>> begin MATERIAL SUPPLIED

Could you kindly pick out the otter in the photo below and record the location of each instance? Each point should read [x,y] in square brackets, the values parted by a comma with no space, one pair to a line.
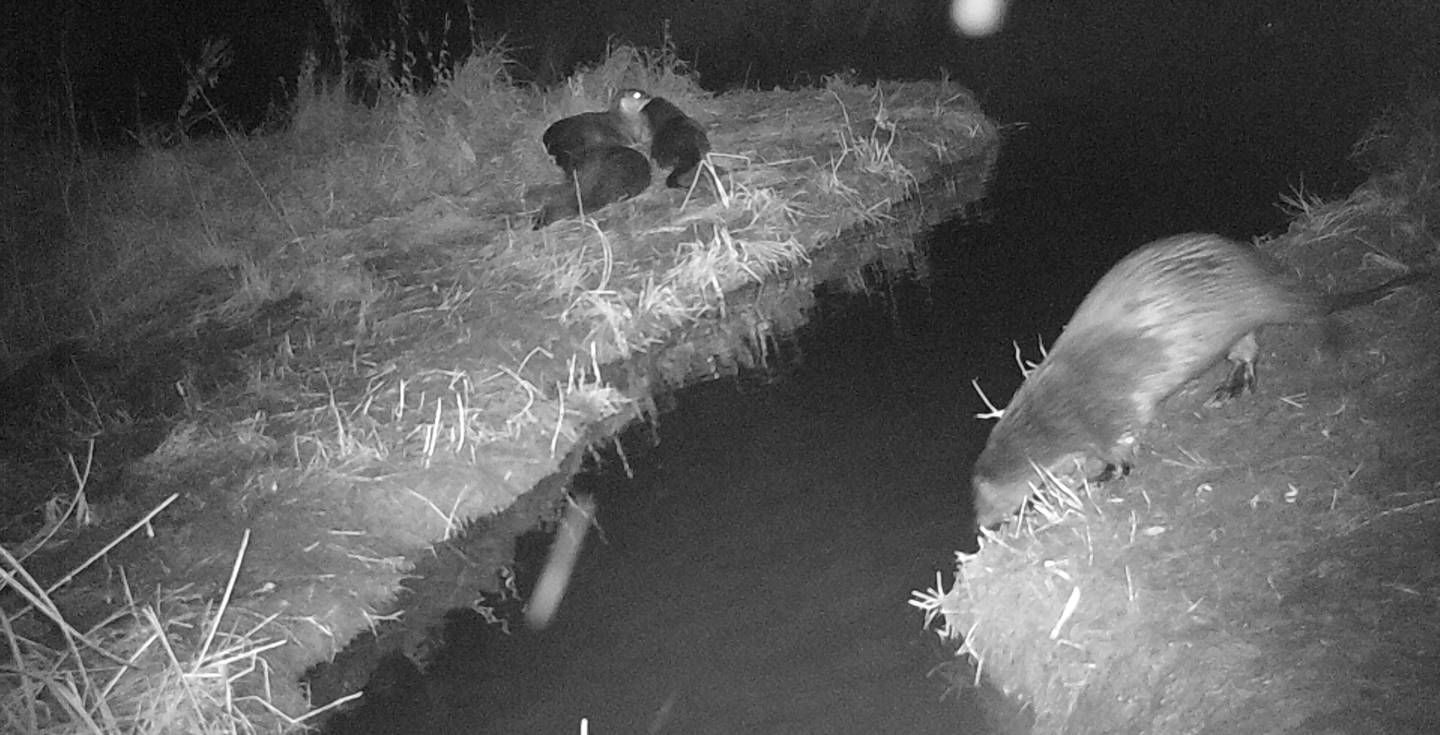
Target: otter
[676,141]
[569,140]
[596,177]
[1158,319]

>> end MATERIAL SUPPLIED
>> begin MATERIAL SUPPLIED

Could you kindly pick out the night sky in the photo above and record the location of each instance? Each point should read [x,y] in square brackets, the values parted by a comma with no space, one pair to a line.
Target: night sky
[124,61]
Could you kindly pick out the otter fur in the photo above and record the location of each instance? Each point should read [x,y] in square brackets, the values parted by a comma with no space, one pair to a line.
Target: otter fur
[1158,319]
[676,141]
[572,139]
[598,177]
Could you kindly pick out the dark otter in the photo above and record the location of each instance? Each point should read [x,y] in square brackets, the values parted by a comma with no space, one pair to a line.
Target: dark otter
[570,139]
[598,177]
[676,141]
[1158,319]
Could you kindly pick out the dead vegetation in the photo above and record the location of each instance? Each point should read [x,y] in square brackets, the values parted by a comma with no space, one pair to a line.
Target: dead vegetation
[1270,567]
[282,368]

>> end MATERIAL SUPPLIED

STATED EXERCISE:
Please find every line in the rows that contains the word "above", and copy each such line in full.

TASK ANSWER:
Could you kindly pick out the night sky in the photo above and record the location of each instance? Each point should read [x,y] in square brackets, the values parted by a comma with no space, one pair to a line.
Could you kindly pick out the otter fur in the photo above and record the location of each instance? Each point should read [x,y] in square brackets, the values parted by a comma with no space, one pair to a line.
Could you kindly pick out the dark otter in the photo above and record the location of each instance? Each point should read [x,y] in square brackets, the values parted by a comma with no space, one pair to a line.
Could you kindly pick out the dead vegetation in the photo above and record the location of each instance? Each point should read [x,y] in square brackets, the values parted by a comma with no space, one pair to a line.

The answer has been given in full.